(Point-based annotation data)
________________________________________
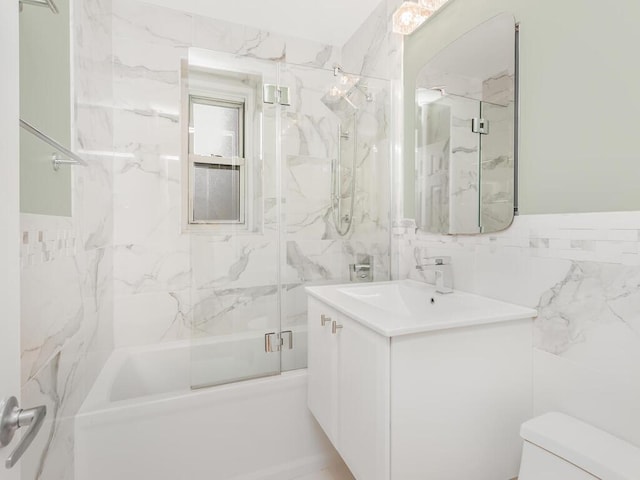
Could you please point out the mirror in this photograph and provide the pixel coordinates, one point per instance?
(465, 133)
(578, 100)
(45, 103)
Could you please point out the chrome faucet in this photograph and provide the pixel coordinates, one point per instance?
(441, 266)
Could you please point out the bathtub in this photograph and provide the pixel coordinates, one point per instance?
(141, 420)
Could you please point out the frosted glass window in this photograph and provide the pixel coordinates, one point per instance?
(217, 193)
(217, 128)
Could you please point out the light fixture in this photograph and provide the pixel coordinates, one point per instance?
(410, 15)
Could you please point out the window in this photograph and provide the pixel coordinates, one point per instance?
(217, 164)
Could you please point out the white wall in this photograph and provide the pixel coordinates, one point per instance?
(582, 273)
(9, 212)
(579, 99)
(67, 267)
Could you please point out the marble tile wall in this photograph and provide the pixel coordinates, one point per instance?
(582, 273)
(153, 259)
(170, 285)
(67, 263)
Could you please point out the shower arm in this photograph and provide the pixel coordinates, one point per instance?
(41, 3)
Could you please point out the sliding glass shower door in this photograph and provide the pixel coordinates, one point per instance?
(303, 153)
(234, 219)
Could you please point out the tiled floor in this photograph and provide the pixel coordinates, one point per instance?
(335, 473)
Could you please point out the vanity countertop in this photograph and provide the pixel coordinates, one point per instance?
(404, 307)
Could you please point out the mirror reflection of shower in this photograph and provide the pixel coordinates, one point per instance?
(345, 99)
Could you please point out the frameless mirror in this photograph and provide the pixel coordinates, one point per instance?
(465, 155)
(45, 103)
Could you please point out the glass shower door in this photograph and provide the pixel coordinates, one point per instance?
(235, 278)
(334, 133)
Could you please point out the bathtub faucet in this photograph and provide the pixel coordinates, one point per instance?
(441, 266)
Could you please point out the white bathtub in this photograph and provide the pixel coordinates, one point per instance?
(142, 421)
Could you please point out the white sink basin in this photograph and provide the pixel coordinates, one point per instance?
(406, 306)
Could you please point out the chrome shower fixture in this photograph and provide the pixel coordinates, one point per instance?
(40, 3)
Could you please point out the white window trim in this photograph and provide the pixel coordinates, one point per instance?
(234, 92)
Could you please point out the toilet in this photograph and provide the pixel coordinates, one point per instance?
(559, 447)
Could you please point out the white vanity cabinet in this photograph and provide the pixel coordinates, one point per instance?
(349, 389)
(410, 402)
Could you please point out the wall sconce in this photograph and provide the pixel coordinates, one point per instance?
(410, 15)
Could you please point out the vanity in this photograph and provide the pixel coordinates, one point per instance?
(410, 384)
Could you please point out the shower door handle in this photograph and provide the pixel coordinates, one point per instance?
(12, 417)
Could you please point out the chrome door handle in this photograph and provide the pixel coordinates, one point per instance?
(12, 417)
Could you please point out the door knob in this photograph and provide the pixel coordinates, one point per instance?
(324, 319)
(12, 417)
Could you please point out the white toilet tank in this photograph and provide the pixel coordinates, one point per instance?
(559, 447)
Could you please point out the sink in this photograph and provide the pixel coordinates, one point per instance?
(407, 306)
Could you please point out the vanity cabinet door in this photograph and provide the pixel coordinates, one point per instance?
(322, 367)
(363, 400)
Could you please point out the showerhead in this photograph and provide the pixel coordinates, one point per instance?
(348, 96)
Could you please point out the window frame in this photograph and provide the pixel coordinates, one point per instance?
(235, 161)
(224, 89)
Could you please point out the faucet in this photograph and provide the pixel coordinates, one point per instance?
(441, 266)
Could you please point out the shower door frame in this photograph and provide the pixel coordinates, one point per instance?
(9, 216)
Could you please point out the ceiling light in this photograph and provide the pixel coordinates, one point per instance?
(410, 15)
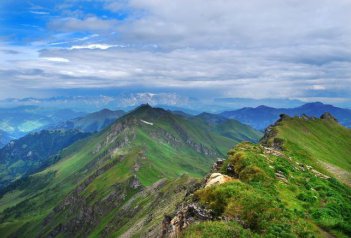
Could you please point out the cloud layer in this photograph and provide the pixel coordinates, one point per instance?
(249, 49)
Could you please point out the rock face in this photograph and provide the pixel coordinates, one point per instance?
(329, 116)
(186, 215)
(217, 178)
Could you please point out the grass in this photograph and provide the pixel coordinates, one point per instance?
(149, 147)
(303, 205)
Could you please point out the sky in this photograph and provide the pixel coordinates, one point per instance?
(259, 50)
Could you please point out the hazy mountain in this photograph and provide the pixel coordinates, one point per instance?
________________________________________
* _WRITTEN TASK_
Put every line of the entries above into a numbered list, skipping any blank lines and leaving the pictures out.

* _ANSWER TO THE EXERCISE_
1. Could you please point out the mirror in this photograph and provide the pixel coordinates, one point per instance?
2. (465, 133)
3. (578, 100)
4. (45, 103)
5. Could you please point out the chrome faucet in this photograph and provide the pixel coordinates, one point per instance?
6. (441, 266)
7. Could you please point out the bathtub in this photograph and provide the pixel coordinates, one point per instance?
8. (141, 420)
9. Could you please point out the frosted glass window in this photograph and provide the pixel coordinates, one point per instance?
10. (217, 193)
11. (217, 128)
12. Could you please point out the light fixture in this photograph and provide the pixel coordinates, one point per instance?
13. (410, 15)
14. Could you please point out the window in this photograph and provide the pixel coordinates, one point per instance?
15. (217, 164)
16. Could you please point out the white wall in this photograph and provide the pixel coordinates, one point per instance?
17. (582, 273)
18. (9, 212)
19. (579, 99)
20. (67, 267)
21. Could you please point out the marble tile wall in this photograph and provide the pixel coordinates, one point per instance?
22. (582, 273)
23. (153, 259)
24. (170, 285)
25. (67, 263)
26. Could you please point out the shower arm in this photograph and provide the pixel coordinates, one point per instance?
27. (41, 3)
28. Could you please point out the sliding glass shower door in this photograph and provide the pixel coordinates, one point per instance?
29. (303, 153)
30. (234, 219)
31. Could you please point out the tiled floor in this photograph and provide the pixel coordinates, one point per instance?
32. (335, 473)
33. Could you please point out the vanity countertop in this photograph and provide the pixel coordinates, one point per instance?
34. (404, 307)
35. Could you please point out the mirror reflection of shower in this photograph and provide the pixel coordinates, one point per instance?
36. (345, 99)
37. Could you please point out the frameless mirror in this photograph and provide the pixel coordinates, one point per instance?
38. (465, 155)
39. (45, 103)
40. Could you please point out the glass shower door in this photograph and provide the pixel coordinates, one point per instance?
41. (235, 278)
42. (334, 133)
43. Could you please point out the bathtub faucet in this photograph and provide the pixel coordinates, one point per instance?
44. (441, 266)
45. Could you please point out the white bathtub in this photograph and provide the pixel coordinates, one point per instance?
46. (142, 421)
47. Could you please point out the white sink basin in this photograph and provide the pixel coordinates, one point per instance?
48. (406, 306)
49. Could you please point out the chrome shower fixture in this photograph and provide the pixel coordinates, one point per instance?
50. (40, 3)
51. Could you please point out the white window trim in this photograph and provide the pixel coordinates, one point per instance?
52. (234, 92)
53. Could you please point out the toilet in this photograph and provide the pixel coordinates, one point per instance?
54. (559, 447)
55. Could you please point out the white vanity cabinet in this photograph and provide the pixel coordinates, one point per instance?
56. (349, 389)
57. (410, 402)
58. Could you please point out the wall sconce in this photograph and provide the pixel coordinates, one point per instance?
59. (410, 15)
60. Could you please point out the vanity in this photograph and provide the pixel coordinates, one point per instance?
61. (410, 384)
62. Could you please point out the shower door handle in this photograph and provide the pixel coordinates, one point per instance?
63. (12, 417)
64. Could you please point out the chrome door handle in this photograph and provide the pixel coordinates, one point per instance?
65. (12, 417)
66. Could you please point out the door knob in this photograph and provide the pixel coordinates, one point per instance?
67. (324, 319)
68. (12, 417)
69. Could you please point out the white toilet tank in this photograph and provide the pixel coordinates, one point per instance?
70. (559, 447)
71. Could you please point out the sink in this photograph and provide the pixel coordinates, one point per instance?
72. (407, 306)
73. Could you please point out the vanity cabinet door in this photograph and provide the pixel coordinates, one point per instance?
74. (322, 367)
75. (363, 400)
76. Could you please point out the showerhead in this photograph and provide the pixel coordinates, one point per instance?
77. (348, 96)
78. Could you please point out the window frame in this photograph and provide the pixel coordinates, one point per instance?
79. (235, 161)
80. (224, 89)
81. Could you please point out the faucet in this photograph and provide the pixel coordinates, one point per instance?
82. (441, 266)
83. Could you please point out the shower door frame in this photograph and provide the pixel coordinates, one point per instance?
84. (9, 216)
85. Could you please point out the ceiling light in this photograph and provide the pixel coordinates, one point per instance?
86. (410, 15)
87. Could you please point out the cloud layer in this photograph and provide the pixel coordinates, one point per instance?
88. (249, 49)
89. Could you please point out the rock face in this photograph and provide the pixel coordinates, one point per instance?
90. (329, 116)
91. (186, 215)
92. (217, 178)
93. Could you please point out the grass in this photograph and provide the pixel coordinates, one point per instance?
94. (149, 147)
95. (303, 205)
96. Could you please point out the sky in this photograph and provide the pixel coordinates, one point per instance?
97. (259, 50)
98. Could you please point out the hazy mountain in this photograph and provide the pixel coordinates, one point per instance?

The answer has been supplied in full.